## Listed entries
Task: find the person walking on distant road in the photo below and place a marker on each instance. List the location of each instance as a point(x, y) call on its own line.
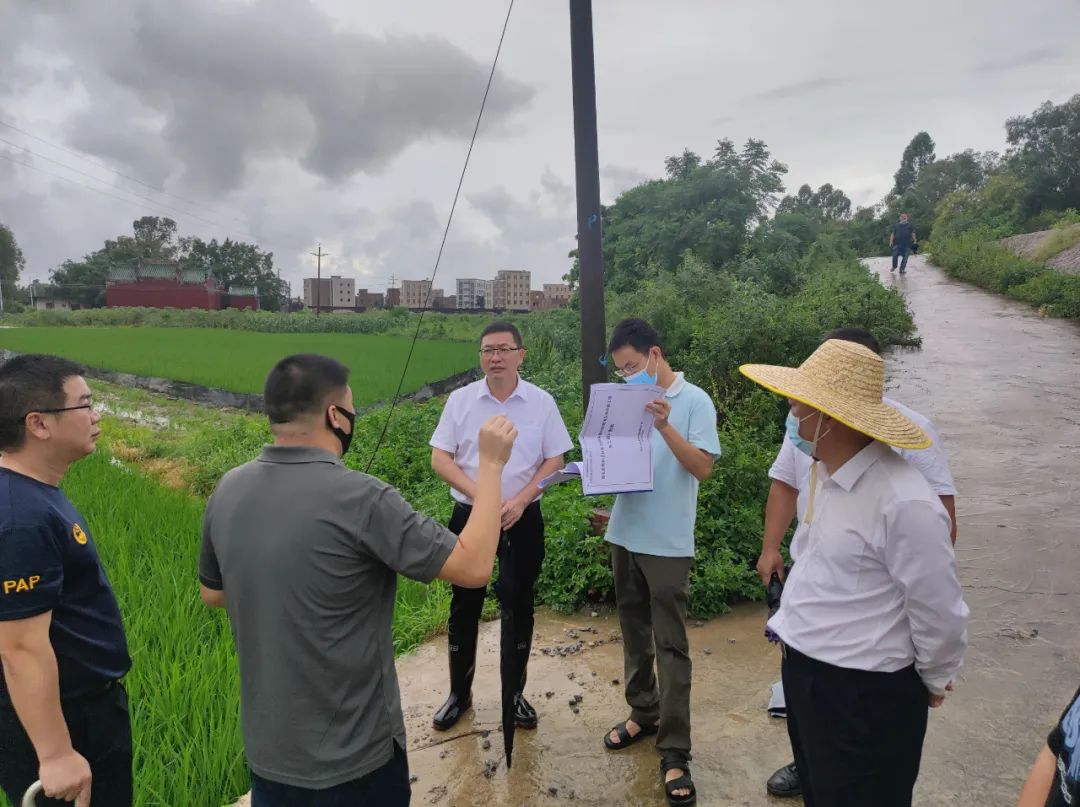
point(902, 239)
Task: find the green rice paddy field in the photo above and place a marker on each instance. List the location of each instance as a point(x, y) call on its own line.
point(239, 360)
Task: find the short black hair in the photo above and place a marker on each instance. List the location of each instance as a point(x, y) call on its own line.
point(858, 335)
point(30, 382)
point(503, 327)
point(637, 334)
point(301, 385)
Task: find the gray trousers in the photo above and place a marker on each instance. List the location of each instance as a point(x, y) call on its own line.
point(651, 593)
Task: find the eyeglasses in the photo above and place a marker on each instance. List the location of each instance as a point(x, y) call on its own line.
point(631, 370)
point(56, 412)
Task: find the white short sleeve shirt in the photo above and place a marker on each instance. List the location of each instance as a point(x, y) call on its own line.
point(541, 433)
point(876, 584)
point(792, 467)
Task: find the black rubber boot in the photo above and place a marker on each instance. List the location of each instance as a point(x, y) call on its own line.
point(525, 715)
point(785, 782)
point(461, 650)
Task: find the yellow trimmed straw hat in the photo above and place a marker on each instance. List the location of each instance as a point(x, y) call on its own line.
point(846, 381)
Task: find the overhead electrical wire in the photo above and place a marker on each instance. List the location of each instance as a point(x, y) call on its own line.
point(446, 231)
point(105, 165)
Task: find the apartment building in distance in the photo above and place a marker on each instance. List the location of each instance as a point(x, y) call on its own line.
point(512, 288)
point(419, 294)
point(475, 294)
point(331, 294)
point(556, 295)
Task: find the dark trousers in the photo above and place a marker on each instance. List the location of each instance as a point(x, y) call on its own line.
point(387, 787)
point(856, 735)
point(898, 251)
point(100, 730)
point(652, 594)
point(521, 555)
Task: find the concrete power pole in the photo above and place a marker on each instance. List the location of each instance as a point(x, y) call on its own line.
point(586, 160)
point(319, 279)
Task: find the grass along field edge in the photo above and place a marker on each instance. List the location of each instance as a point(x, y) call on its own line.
point(238, 361)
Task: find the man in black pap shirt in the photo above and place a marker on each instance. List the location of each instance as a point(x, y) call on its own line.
point(63, 711)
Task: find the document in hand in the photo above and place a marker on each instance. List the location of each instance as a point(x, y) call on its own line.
point(616, 441)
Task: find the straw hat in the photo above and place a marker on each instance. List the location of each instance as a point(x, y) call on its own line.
point(846, 381)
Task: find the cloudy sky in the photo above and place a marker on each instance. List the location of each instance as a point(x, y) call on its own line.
point(291, 122)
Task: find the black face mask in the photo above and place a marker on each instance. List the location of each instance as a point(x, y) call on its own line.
point(345, 438)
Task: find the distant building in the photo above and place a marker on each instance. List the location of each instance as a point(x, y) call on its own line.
point(49, 303)
point(331, 294)
point(512, 288)
point(167, 284)
point(366, 300)
point(475, 294)
point(419, 294)
point(554, 295)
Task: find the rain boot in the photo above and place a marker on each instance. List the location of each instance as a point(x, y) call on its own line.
point(525, 715)
point(461, 649)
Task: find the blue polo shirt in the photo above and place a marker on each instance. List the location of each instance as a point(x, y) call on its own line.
point(49, 563)
point(661, 522)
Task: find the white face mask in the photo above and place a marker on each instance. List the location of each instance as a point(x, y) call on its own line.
point(643, 376)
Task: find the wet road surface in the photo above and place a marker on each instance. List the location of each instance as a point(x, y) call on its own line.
point(1002, 386)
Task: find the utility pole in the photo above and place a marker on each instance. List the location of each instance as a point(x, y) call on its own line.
point(319, 279)
point(586, 160)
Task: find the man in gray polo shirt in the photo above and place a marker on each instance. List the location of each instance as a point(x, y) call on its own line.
point(304, 554)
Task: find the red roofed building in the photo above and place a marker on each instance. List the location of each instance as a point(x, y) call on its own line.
point(167, 284)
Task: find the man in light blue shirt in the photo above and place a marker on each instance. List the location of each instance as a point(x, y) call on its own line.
point(651, 537)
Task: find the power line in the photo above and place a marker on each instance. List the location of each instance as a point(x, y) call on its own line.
point(126, 199)
point(118, 173)
point(446, 231)
point(124, 190)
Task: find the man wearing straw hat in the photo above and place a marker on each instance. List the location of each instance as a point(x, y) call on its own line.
point(873, 619)
point(787, 499)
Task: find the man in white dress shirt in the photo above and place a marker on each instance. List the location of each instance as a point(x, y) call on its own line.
point(873, 619)
point(542, 440)
point(787, 498)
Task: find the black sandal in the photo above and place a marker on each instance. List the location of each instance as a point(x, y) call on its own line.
point(684, 782)
point(625, 740)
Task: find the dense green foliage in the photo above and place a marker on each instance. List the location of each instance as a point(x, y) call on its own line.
point(153, 238)
point(975, 256)
point(239, 360)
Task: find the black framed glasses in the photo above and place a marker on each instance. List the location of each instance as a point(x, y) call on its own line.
point(56, 412)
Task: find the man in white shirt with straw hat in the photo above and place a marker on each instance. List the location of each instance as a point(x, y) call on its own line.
point(873, 619)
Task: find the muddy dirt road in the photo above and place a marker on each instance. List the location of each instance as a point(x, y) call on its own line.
point(1003, 389)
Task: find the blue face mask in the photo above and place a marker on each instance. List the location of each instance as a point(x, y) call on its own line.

## Exercise brief
When copying the listing, print each line exactly but leave out every picture.

## The completed task
Task: find the person walking on distant road in the photo below and place a marker on each instance. List the location of each instance as a point(x, y) call on its own line.
point(902, 239)
Task: find the green rice paddy field in the photo above and place a marker on each instance. List the location of each instance as a point(x, y) call on its own line.
point(239, 360)
Task: find the short black hair in the photo above and place a marker on each instance. List the location of each instance as a point(x, y) call on its own line.
point(858, 335)
point(30, 382)
point(503, 327)
point(637, 334)
point(301, 385)
Task: find the gray trousers in the photo above and place a marker on each instance. List the location of each instance as a point(x, y) call on its own line.
point(651, 593)
Task: find the eyeglasses in the photo above and place a marker on each instance. List the location of each instance as a point(x, y) call on its own line.
point(631, 370)
point(56, 412)
Task: find the white short sleeve shirt in the photo above and place a marker on each instance. List the location of each instance as a point(x, y) call on its own line.
point(541, 433)
point(876, 584)
point(792, 467)
Task: find the black rubber boot in the photo above and place a marker on each instance. List the location of each instance as a point(x, y) call on its own line.
point(525, 715)
point(785, 782)
point(461, 650)
Task: find the yellow trimmed straw hat in the photo above and place a marker on each instance. List the location of each instance as a point(x, y) call on its own line.
point(846, 381)
Task: find the overhead electrical wire in the photo above and place a marker on each instance. List the location of each instance as a point(x, y) call on its own line.
point(446, 231)
point(105, 165)
Task: find the apartment building in distance in the photo above and place a marker on each instance. List the location of each instance as a point(x, y) call on its own line.
point(512, 288)
point(419, 294)
point(475, 294)
point(331, 294)
point(556, 295)
Task: find the dark trousers in the photo above and place a marker on each instance. List the location of each instance as a point(x, y) call on its own line.
point(387, 787)
point(856, 735)
point(898, 251)
point(100, 730)
point(652, 594)
point(521, 555)
Task: find the concrete power pole in the photo above and place a marker on each instance. List the location of each instance as a point(x, y) call on its own line.
point(586, 160)
point(319, 279)
Task: find the grass along field edge in the photo above and place a marker on each instance. List the location of each instance as a point(x, y) call on its own line.
point(238, 361)
Task: find the man in black pap shirt in the photo above and place a marker on each instance. List the location of each instance as a point(x, y) call on its own line.
point(63, 711)
Task: find the document in hand in the photo above and place a marker on each instance. List the location of each instance as a point(x, y) call on its own line.
point(616, 441)
Task: find the straw hat in the photo above and place a marker on each instance. List the location of each instance as a point(x, y) call on its own line.
point(846, 381)
Task: find the cloudy sky in the photo above and place a marker on each instance. List the location of each instance as a point(x, y) call on its own line.
point(291, 122)
Task: find the black face mask in the photo above and place a marker on each instance. List the location of each instance as a point(x, y) call on its own line.
point(345, 438)
Task: find the distant building in the photo above and place a marker on each instance. List the location of each instance as a point(x, y) call on its own line.
point(49, 303)
point(331, 294)
point(512, 288)
point(167, 284)
point(366, 300)
point(475, 294)
point(419, 294)
point(554, 295)
Task: find the rain boot in the photo above and place a marker on each instance. List the location of each instance as a point(x, y) call on its own line.
point(525, 715)
point(461, 649)
Task: find the blue polo shirt in the photo above and place a marker on each instance. List the location of each instance as a point(x, y) call on its own line.
point(49, 563)
point(661, 522)
Task: find the white face mask in the photo above and place a marker on each instance. List the location of each instance as a point(x, y) call on its own line.
point(643, 376)
Task: find the wet road surface in the photo above and place a marker on each instance. List the location of each instance as a point(x, y) call on its own line.
point(1002, 386)
Task: find the utility pole in the photo above and place a marker on each instance. List the location of each instance as a point(x, y) call on its own line.
point(319, 279)
point(586, 160)
Task: find the man in gray polo shirt in the photo above and place a marker on each instance. List the location of each instance as a point(x, y) call on its own line.
point(304, 554)
Task: find the red roofed building in the photo above and place a marker on each instance. List the location of each instance as a point(x, y) call on its own line.
point(167, 284)
Task: find the man in light blue shirt in the photo above and place a marker on each instance. List the location of each instance as a point(x, y) call on its own line.
point(651, 537)
Task: find the power line in the photo above and place a marker on each instance. List the location of each instance as a point(x, y) call on its own line.
point(126, 199)
point(118, 173)
point(446, 231)
point(124, 190)
Task: find the man wearing straw hat in the photo above and place a marker on each instance. List the location of each instance as a point(x, y) call on its own line.
point(873, 619)
point(787, 499)
Task: find the man in white dress shirt in the photo above and place a marker on each instance. List the location of each instance as a point(x, y) call on its own line.
point(873, 619)
point(542, 440)
point(787, 498)
Task: find the black sandal in the photo above and place a marker on each instance. List the location of each instance as a point(x, y) call on its own line.
point(684, 782)
point(625, 740)
Task: find the dense green foliage in the photo above and place a marker on each instance. List the location of each instance as a point(x, y) call on its own line.
point(153, 238)
point(975, 256)
point(239, 360)
Task: find the black framed glasses in the photo above and place a marker on each instance. List the location of each instance as a point(x, y) call on its own line.
point(56, 412)
Task: find the man in white shirt with straw hat in the photo above and place a marker on each instance. List the location of each instance as a point(x, y) call on its own line.
point(873, 619)
Task: find the muddy dirt road in the photo above and place a marker on each instance. List the location of each instance as a point(x, y) call on its own line.
point(1003, 389)
Task: find the blue face mask in the photo above and place a marker on each instance. List the location of each instance as a point(x, y) call on its own line.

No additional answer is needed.